◆ **REQUIREMENT**
Transcribe each record as written.

### DATA SHOWN

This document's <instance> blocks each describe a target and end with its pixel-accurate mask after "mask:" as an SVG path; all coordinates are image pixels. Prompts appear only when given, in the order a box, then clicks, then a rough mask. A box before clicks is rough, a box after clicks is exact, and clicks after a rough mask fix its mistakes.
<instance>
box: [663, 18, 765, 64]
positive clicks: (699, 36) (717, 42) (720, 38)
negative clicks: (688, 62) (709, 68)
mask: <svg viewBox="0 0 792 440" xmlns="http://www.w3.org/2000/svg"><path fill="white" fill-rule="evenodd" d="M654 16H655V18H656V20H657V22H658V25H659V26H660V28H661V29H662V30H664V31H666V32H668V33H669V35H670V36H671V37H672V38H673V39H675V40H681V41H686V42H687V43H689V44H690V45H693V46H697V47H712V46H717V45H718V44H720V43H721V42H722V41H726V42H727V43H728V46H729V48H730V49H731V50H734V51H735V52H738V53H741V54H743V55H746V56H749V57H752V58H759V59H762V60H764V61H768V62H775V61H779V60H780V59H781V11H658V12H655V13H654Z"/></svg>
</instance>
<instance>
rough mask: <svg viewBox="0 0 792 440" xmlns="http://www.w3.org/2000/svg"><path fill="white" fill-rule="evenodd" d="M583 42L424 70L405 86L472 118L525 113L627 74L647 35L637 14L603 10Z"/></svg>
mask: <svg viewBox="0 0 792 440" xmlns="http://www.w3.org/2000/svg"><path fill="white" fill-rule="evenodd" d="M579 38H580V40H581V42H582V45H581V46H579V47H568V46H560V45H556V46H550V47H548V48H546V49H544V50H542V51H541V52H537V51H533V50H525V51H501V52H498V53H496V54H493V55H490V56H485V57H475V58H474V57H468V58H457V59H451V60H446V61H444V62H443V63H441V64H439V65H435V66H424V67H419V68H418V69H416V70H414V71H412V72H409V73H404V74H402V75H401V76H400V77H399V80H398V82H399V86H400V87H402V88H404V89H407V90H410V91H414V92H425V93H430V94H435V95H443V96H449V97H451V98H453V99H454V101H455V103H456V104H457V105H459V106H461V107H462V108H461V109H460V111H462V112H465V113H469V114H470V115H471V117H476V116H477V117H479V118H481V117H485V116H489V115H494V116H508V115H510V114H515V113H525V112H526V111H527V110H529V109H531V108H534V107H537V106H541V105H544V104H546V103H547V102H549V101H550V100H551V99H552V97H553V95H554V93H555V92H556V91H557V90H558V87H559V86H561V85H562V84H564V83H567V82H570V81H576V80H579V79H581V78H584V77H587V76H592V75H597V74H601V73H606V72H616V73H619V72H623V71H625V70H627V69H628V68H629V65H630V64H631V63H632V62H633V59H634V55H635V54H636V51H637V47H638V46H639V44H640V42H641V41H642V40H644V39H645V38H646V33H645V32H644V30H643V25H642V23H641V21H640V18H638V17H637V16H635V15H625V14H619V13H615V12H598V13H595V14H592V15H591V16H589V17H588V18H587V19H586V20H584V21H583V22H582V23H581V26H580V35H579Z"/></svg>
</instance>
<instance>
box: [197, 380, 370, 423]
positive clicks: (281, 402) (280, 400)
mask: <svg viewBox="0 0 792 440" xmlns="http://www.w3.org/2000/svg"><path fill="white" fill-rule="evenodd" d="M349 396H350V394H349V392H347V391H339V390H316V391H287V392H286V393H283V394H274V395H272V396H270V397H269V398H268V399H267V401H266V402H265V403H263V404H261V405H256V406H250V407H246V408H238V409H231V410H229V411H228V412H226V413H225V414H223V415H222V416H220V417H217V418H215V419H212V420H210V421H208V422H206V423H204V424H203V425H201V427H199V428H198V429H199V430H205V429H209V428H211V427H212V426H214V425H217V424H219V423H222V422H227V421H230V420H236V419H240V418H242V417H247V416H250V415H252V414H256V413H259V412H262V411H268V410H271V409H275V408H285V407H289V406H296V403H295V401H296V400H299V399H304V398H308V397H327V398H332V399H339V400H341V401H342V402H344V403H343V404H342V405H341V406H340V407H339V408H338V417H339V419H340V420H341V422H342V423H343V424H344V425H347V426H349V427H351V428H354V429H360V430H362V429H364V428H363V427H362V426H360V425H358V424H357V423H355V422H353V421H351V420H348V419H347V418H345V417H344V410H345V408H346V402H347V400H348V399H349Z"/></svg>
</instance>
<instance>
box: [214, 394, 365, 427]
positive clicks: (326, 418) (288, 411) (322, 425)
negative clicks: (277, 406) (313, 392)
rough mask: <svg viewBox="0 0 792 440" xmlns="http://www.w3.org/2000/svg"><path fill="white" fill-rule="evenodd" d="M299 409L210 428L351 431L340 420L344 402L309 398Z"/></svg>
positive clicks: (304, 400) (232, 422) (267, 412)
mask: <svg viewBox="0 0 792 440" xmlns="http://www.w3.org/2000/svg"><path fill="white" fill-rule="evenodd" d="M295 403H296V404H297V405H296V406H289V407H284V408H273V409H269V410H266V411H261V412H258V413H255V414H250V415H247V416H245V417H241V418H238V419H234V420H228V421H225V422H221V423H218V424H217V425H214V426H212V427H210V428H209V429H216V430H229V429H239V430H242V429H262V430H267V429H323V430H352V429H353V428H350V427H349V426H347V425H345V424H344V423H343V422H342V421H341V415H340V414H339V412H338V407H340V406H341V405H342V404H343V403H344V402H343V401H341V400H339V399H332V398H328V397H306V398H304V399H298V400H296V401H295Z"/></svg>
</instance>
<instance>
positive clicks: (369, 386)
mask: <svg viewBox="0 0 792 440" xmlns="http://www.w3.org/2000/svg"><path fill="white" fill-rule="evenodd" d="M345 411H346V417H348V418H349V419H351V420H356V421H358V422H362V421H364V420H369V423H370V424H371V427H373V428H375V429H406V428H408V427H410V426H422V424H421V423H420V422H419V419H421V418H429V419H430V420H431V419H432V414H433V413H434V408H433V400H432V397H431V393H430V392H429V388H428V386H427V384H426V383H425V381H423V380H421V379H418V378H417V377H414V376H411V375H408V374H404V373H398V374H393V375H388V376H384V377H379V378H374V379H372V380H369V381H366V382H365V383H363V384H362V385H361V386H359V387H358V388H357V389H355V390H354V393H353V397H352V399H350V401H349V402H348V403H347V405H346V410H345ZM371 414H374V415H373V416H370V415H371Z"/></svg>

######

◆ **RESPONSE AREA**
This document's <instance> blocks each describe a target and end with its pixel-accurate mask after "mask:" as an SVG path; all coordinates are image pixels. Prompts appear only when given, in the order a box, then clicks, then a rough mask. A box before clicks is rough, a box after clicks is exact, and clicks after a rough mask fix its mistakes.
<instance>
box: [663, 18, 765, 64]
positive clicks: (699, 36) (717, 42) (720, 38)
negative clicks: (688, 62) (709, 68)
mask: <svg viewBox="0 0 792 440" xmlns="http://www.w3.org/2000/svg"><path fill="white" fill-rule="evenodd" d="M654 16H655V18H656V20H657V22H658V25H659V26H660V28H661V29H662V30H664V31H666V32H668V33H669V35H670V36H671V37H672V38H673V39H675V40H681V41H686V42H687V43H689V44H690V45H693V46H697V47H712V46H717V45H718V44H720V43H721V42H722V41H726V42H727V43H728V46H729V48H730V49H731V50H734V51H735V52H738V53H741V54H743V55H746V56H749V57H752V58H759V59H762V60H764V61H768V62H775V61H779V60H780V59H781V11H658V12H655V13H654Z"/></svg>
</instance>
<instance>
rough mask: <svg viewBox="0 0 792 440" xmlns="http://www.w3.org/2000/svg"><path fill="white" fill-rule="evenodd" d="M583 42L424 70L405 86L472 118L525 113L627 74L647 35L637 14L603 10Z"/></svg>
mask: <svg viewBox="0 0 792 440" xmlns="http://www.w3.org/2000/svg"><path fill="white" fill-rule="evenodd" d="M579 38H580V40H581V42H582V45H581V46H579V47H568V46H560V45H556V46H550V47H548V48H546V49H544V50H542V51H541V52H537V51H533V50H525V51H501V52H498V53H496V54H493V55H490V56H485V57H475V58H474V57H468V58H457V59H451V60H446V61H444V62H443V63H441V64H439V65H435V66H424V67H419V68H418V69H416V70H414V71H412V72H409V73H404V74H402V75H401V76H400V77H399V80H398V82H399V86H400V87H402V88H404V89H407V90H410V91H414V92H425V93H430V94H435V95H443V96H449V97H451V98H453V99H454V101H455V103H456V104H457V105H459V106H461V107H462V108H461V109H460V111H462V112H465V113H469V114H470V115H471V117H476V116H477V117H479V118H481V117H485V116H489V115H494V116H508V115H510V114H515V113H525V112H526V111H527V110H529V109H531V108H534V107H537V106H541V105H544V104H546V103H547V102H549V101H550V100H551V99H552V97H553V95H554V93H555V92H556V91H557V90H558V87H559V86H561V85H562V84H564V83H567V82H570V81H576V80H579V79H581V78H584V77H587V76H592V75H597V74H601V73H606V72H616V73H619V72H623V71H625V70H627V69H628V68H629V65H630V64H631V63H632V62H633V59H634V55H635V54H636V51H637V47H638V46H639V44H640V42H641V41H642V40H644V39H645V38H646V33H645V32H644V30H643V25H642V23H641V21H640V18H638V17H637V16H635V15H625V14H619V13H615V12H598V13H595V14H592V15H591V16H589V17H588V18H587V19H586V20H584V21H583V22H582V23H581V26H580V35H579Z"/></svg>
</instance>
<instance>
box: [197, 380, 370, 423]
positive clicks: (281, 402) (280, 400)
mask: <svg viewBox="0 0 792 440" xmlns="http://www.w3.org/2000/svg"><path fill="white" fill-rule="evenodd" d="M349 396H350V394H349V392H347V391H339V390H316V391H287V392H286V393H283V394H274V395H272V396H270V397H269V398H268V399H267V401H266V402H265V403H263V404H261V405H256V406H250V407H246V408H238V409H231V410H229V411H228V412H226V413H225V414H223V415H222V416H220V417H217V418H215V419H212V420H210V421H208V422H206V423H204V424H203V425H201V427H199V428H198V429H199V430H205V429H209V428H211V427H212V426H214V425H217V424H219V423H222V422H227V421H230V420H236V419H240V418H242V417H247V416H250V415H252V414H256V413H259V412H262V411H268V410H271V409H275V408H285V407H289V406H296V403H295V401H296V400H299V399H304V398H308V397H327V398H332V399H339V400H341V401H342V402H344V403H343V404H342V405H341V406H340V407H339V408H338V417H339V419H340V420H341V422H342V423H343V424H344V425H347V426H349V427H351V428H354V429H360V430H362V429H364V428H363V427H362V426H360V425H358V424H357V423H355V422H353V421H351V420H348V419H347V418H345V417H344V410H345V408H346V402H347V400H348V399H349Z"/></svg>
</instance>
<instance>
box: [214, 394, 365, 427]
positive clicks: (326, 418) (288, 411) (322, 425)
negative clicks: (277, 406) (313, 392)
rough mask: <svg viewBox="0 0 792 440" xmlns="http://www.w3.org/2000/svg"><path fill="white" fill-rule="evenodd" d="M299 409L210 428L351 431L340 420L344 402L309 398Z"/></svg>
positive clicks: (304, 400) (232, 422) (267, 412)
mask: <svg viewBox="0 0 792 440" xmlns="http://www.w3.org/2000/svg"><path fill="white" fill-rule="evenodd" d="M295 403H296V404H297V405H296V406H289V407H284V408H273V409H269V410H266V411H261V412H258V413H255V414H250V415H247V416H245V417H241V418H238V419H234V420H228V421H225V422H221V423H218V424H217V425H214V426H212V427H210V428H209V429H216V430H229V429H239V430H242V429H262V430H267V429H323V430H352V429H353V428H350V427H349V426H347V425H345V424H344V423H343V422H342V421H341V415H340V414H339V412H338V407H340V406H341V405H342V404H343V403H344V402H343V401H341V400H339V399H332V398H328V397H306V398H304V399H298V400H296V401H295Z"/></svg>
</instance>
<instance>
positive clicks: (369, 386)
mask: <svg viewBox="0 0 792 440" xmlns="http://www.w3.org/2000/svg"><path fill="white" fill-rule="evenodd" d="M345 411H346V417H348V418H349V419H351V420H356V421H358V422H362V421H364V420H369V423H370V424H371V427H373V428H375V429H406V428H408V427H410V426H422V424H421V423H420V422H419V419H421V418H429V419H430V420H431V419H432V414H433V413H434V408H433V400H432V397H431V393H430V392H429V388H428V386H427V384H426V383H425V381H423V380H421V379H418V378H417V377H414V376H411V375H408V374H404V373H398V374H393V375H388V376H384V377H379V378H374V379H372V380H369V381H366V382H365V383H363V384H362V385H361V386H359V387H358V388H357V389H355V390H354V393H353V397H352V399H350V401H349V402H348V403H347V405H346V410H345ZM371 414H374V415H373V416H370V415H371Z"/></svg>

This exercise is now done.